___ Record extracts
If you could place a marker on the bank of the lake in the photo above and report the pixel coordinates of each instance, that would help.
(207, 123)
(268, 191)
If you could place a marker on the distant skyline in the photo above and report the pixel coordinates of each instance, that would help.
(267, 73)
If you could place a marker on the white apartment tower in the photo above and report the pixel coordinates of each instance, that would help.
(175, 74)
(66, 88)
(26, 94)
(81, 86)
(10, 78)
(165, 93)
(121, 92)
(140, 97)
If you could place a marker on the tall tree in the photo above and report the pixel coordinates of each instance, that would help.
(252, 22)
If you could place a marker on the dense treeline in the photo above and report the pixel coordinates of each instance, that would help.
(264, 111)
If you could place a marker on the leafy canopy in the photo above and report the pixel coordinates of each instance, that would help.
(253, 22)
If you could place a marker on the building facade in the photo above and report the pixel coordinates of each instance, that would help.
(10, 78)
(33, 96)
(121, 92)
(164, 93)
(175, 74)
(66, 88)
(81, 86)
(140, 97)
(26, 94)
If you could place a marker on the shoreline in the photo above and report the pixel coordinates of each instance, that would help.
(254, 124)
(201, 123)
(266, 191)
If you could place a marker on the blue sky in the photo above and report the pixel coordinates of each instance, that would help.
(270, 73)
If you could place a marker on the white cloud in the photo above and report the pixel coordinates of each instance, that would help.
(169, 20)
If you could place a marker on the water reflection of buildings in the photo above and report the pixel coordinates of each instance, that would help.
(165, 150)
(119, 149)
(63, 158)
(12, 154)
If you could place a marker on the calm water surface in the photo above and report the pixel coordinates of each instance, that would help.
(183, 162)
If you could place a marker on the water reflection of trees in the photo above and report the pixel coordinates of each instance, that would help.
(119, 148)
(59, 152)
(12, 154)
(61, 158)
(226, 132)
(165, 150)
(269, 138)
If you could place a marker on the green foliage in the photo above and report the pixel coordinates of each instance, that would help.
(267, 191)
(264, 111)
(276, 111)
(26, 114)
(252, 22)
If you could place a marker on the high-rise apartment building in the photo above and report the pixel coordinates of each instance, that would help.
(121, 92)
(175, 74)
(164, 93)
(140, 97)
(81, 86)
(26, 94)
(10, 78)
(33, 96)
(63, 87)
______
## Work to complete
Quote every row above word for word, with no changes.

## Answer for this exercise
If you could place a marker on the bank of the lake in the photo above and report the pixel coordinates of each instance, that would help.
(207, 123)
(268, 191)
If you could place a marker on the distant skyline in the photo above and report the pixel coordinates of each instance, that would help.
(267, 73)
If you could place a marker on the white apartment tower in the photo above and report the pixel coordinates of each instance, that would help.
(175, 74)
(66, 88)
(26, 94)
(81, 86)
(10, 78)
(165, 93)
(121, 92)
(140, 97)
If you could place a marker on the tall tree in the photo above and report the pixel coordinates of each instance, that would help.
(252, 22)
If you could place a marker on the dense treeline in the photo above and report the pixel coordinates of each instance, that would help.
(264, 111)
If you could place a marker on the leafy canopy in the photo above and report the pixel coordinates of each instance, that would help.
(253, 22)
If you could place a marker on the building facade in the photo above and report the pixel coordinates of each instance, that would help.
(10, 78)
(33, 96)
(121, 92)
(164, 93)
(175, 74)
(66, 88)
(81, 86)
(140, 97)
(26, 94)
If you could place a marker on the shoreline in the photo above and report the pixel coordinates of each instance, that would help.
(254, 124)
(201, 123)
(266, 191)
If you could place a marker on the blue sky in the photo above and report the pixel coordinates of each instance, that would help.
(270, 73)
If you could place a marker on the white cloud in the photo above and report the pixel coordinates of each instance, that would help.
(169, 20)
If you could place a marker on the water reflection of buildings in the photo above and report the pixel coordinates of each instance, that would help.
(165, 150)
(119, 149)
(63, 158)
(12, 154)
If you could place a marker on the calm water surface in the photo above and report the pixel coordinates of each instance, that would help.
(183, 162)
If you could place a marker on the water reflection of trees in the photo above and report the pixel coordinates of each instance, that would help.
(119, 148)
(59, 152)
(12, 154)
(61, 158)
(226, 132)
(165, 150)
(269, 138)
If you could place a marker on the green foliage in the photo above and report the pixel coordinates of each instance, that would help.
(267, 191)
(264, 111)
(276, 111)
(26, 114)
(252, 22)
If you could place a marker on the high-rise apartment building in the photo above and report the pixel coordinates of each instance, that would help.
(121, 92)
(175, 74)
(164, 93)
(140, 97)
(81, 86)
(26, 94)
(10, 78)
(33, 96)
(63, 87)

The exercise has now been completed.